### YOUR TASK
Exactly the lines from the one containing "Provide the location of each instance of the woman" through the final line of the listing are to be retyped, and nothing more.

### RECORDS TO PROCESS
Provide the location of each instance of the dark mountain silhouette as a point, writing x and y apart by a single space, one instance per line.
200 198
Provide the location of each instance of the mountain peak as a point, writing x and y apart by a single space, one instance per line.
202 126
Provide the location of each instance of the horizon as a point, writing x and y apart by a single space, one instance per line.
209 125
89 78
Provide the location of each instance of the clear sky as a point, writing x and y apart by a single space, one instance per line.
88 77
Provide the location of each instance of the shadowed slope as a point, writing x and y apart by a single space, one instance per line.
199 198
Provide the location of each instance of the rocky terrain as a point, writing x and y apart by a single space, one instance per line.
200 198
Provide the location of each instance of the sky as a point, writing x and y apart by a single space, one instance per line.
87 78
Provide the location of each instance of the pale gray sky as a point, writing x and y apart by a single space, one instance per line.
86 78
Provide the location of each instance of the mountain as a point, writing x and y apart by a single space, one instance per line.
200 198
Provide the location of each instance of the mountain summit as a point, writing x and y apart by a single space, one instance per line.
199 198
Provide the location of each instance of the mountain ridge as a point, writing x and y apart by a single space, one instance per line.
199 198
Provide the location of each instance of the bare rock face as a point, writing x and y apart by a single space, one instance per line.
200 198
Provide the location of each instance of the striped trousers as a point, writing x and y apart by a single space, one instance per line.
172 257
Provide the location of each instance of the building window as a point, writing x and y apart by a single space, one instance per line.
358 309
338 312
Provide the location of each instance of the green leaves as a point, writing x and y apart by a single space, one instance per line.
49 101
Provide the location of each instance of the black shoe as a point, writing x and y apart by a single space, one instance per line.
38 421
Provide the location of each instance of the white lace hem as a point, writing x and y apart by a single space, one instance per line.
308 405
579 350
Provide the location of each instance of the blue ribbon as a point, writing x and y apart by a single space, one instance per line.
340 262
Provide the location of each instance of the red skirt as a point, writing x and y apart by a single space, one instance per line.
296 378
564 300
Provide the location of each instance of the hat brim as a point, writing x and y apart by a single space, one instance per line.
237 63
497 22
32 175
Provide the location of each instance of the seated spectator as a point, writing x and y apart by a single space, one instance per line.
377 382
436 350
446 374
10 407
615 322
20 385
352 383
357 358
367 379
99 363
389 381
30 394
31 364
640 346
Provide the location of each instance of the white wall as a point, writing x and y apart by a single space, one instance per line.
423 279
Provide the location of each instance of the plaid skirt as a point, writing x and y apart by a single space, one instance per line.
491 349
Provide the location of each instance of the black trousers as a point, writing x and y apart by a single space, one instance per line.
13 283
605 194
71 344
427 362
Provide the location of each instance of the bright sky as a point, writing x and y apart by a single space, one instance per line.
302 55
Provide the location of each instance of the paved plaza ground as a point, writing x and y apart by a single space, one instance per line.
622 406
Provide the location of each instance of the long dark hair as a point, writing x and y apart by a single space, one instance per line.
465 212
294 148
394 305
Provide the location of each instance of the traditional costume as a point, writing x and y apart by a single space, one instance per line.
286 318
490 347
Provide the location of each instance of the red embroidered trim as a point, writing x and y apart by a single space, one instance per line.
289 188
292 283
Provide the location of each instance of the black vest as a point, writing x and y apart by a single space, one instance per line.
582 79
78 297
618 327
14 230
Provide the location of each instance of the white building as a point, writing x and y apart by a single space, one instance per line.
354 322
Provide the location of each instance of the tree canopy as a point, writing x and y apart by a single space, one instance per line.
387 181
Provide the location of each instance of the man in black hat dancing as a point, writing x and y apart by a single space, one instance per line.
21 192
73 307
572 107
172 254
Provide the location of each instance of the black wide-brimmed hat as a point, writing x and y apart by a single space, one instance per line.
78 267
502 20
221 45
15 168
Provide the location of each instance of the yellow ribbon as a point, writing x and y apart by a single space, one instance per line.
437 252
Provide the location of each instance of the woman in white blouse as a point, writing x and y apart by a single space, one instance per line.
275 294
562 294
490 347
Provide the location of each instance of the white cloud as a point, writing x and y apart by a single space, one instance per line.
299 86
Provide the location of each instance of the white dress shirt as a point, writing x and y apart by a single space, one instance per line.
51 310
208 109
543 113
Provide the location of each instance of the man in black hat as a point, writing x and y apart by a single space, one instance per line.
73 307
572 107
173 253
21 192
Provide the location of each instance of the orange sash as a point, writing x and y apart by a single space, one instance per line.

### TASK OUTPUT
Provide the location of each instance of the woman in white blouse as a point, writing x and y apart by a single space, one instance per line.
275 294
562 294
490 347
Provide the location of each instance of the white cloud as a point, writing x and y apart by a single space, one instance per line.
299 86
Provide the location of each instance of the white dress shirt as a point, writing x and y apart by a single space, one instance per line.
51 310
208 109
543 113
Provide the location of each instance of the man in black hat as a point, writing x and y apart by a single space, one instance per line.
73 307
572 107
173 253
21 192
Provide the location of each instance of the orange sash as a point, writing x and y apart by a single space, one instance per line.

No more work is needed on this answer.